Activity: The answer must be the full data, restated word for word, with no pictures in it.

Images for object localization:
|---|

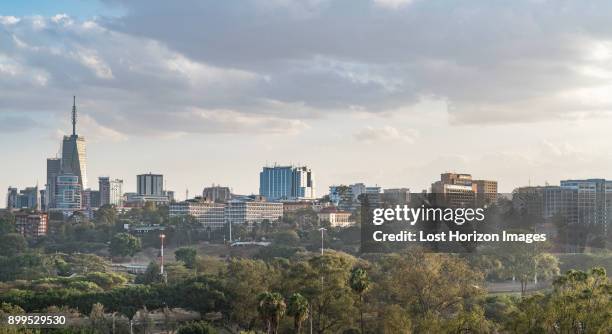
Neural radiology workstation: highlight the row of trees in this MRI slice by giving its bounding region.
[0,249,609,333]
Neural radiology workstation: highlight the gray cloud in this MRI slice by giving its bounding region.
[2,0,612,138]
[97,0,612,122]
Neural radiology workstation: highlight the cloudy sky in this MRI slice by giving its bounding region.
[3,0,612,203]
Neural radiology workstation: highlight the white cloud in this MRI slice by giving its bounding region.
[0,16,20,25]
[51,13,73,26]
[72,48,114,79]
[353,126,418,143]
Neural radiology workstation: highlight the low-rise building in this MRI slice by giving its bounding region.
[282,201,313,213]
[317,206,354,227]
[15,211,48,238]
[169,197,226,230]
[225,195,283,225]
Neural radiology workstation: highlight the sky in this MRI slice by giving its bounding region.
[3,0,612,205]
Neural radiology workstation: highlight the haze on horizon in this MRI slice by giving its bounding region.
[3,0,612,205]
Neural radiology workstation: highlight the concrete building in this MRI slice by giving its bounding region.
[15,211,48,238]
[164,190,175,203]
[137,173,164,197]
[513,181,611,231]
[473,180,498,205]
[203,185,232,203]
[169,197,226,230]
[283,201,314,213]
[122,173,169,206]
[431,173,497,208]
[99,177,124,207]
[317,206,355,227]
[259,165,315,201]
[560,179,612,234]
[225,195,283,225]
[383,188,411,205]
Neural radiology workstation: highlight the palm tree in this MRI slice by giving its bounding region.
[287,293,309,334]
[349,267,370,334]
[257,292,286,334]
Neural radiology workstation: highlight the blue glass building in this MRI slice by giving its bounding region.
[259,165,315,201]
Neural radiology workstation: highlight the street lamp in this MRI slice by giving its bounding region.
[319,227,327,255]
[159,233,166,275]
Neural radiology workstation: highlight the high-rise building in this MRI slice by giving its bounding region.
[292,166,315,199]
[6,186,39,210]
[432,173,475,207]
[203,185,232,203]
[99,177,124,207]
[90,190,101,208]
[40,189,47,211]
[259,165,315,201]
[431,173,498,208]
[6,187,18,209]
[46,158,61,210]
[61,97,87,190]
[54,174,82,214]
[560,179,612,231]
[513,179,612,235]
[99,177,110,205]
[137,173,164,197]
[122,173,169,206]
[82,189,94,210]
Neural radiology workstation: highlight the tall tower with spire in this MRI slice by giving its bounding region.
[61,96,88,189]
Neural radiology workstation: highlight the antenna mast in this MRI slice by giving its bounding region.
[72,96,77,136]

|---|

Task output:
Neural radiology workstation: highlight the row of trees in this MRI slice by giving its bounding region.
[0,249,609,333]
Neural radiology workstation: highlight the gray cloud in this MRI slice by giving its bounding region.
[2,0,612,138]
[97,0,612,122]
Neural radiology workstation: highlight the cloudy sky in this MRI slice by giving its bounding region.
[3,0,612,203]
Neural radiology workstation: highlight the white cloud in this MRI slice by giving its bounding region.
[0,16,20,25]
[51,13,73,26]
[72,48,114,79]
[353,126,418,143]
Neural radiology workstation: highlight the low-rise building in this MRI slice by giving its bounding region.
[282,201,313,213]
[317,206,354,227]
[15,211,48,238]
[169,197,226,230]
[225,195,283,225]
Neural radiology workstation: highlight the sky in this MRI slice by giving its bounding region.
[3,0,612,205]
Neural radiology workstation: highlight the haze on horizon in this MRI slice by giving its bounding region.
[3,0,612,205]
Neural radiology workstation: highlight the concrete building in this MRI slice by giving its bounding region.
[15,211,48,238]
[164,190,175,203]
[137,173,164,197]
[513,181,611,231]
[473,180,498,205]
[203,185,232,203]
[169,197,226,230]
[283,201,314,213]
[122,173,169,206]
[431,173,497,208]
[99,177,124,207]
[317,206,355,227]
[259,165,315,201]
[560,179,612,234]
[225,195,283,225]
[383,188,411,205]
Neural radiology workstation: highlight the palm tree in this MRI slice by giving its bounding region.
[287,293,309,334]
[349,267,370,334]
[257,292,286,334]
Neural radiology workstation: highlight the blue glass building in this MRI slice by giving its bounding region.
[259,165,315,201]
Neural radiology workstation: highlight the street lamp in this MRI slice by giving its bounding region.
[319,227,327,255]
[159,233,166,275]
Neural radiology workstation: highlight the high-rise building in this MRI slice by giving its bounding region.
[292,166,315,199]
[6,186,39,210]
[432,173,475,207]
[203,185,232,203]
[99,177,124,207]
[90,190,101,208]
[40,189,47,211]
[259,165,315,201]
[431,173,498,208]
[6,187,18,209]
[46,158,61,210]
[61,97,87,190]
[54,174,82,214]
[560,179,612,231]
[513,179,612,235]
[99,177,110,205]
[137,173,164,197]
[122,173,169,206]
[82,189,94,210]
Neural radiology workstation: highlight the tall tower with spire in this MRI slice by giving its bounding region.
[61,96,88,189]
Neural radiology workstation: highlight the antenna mast in this MRI slice by giving its bounding region.
[72,96,77,136]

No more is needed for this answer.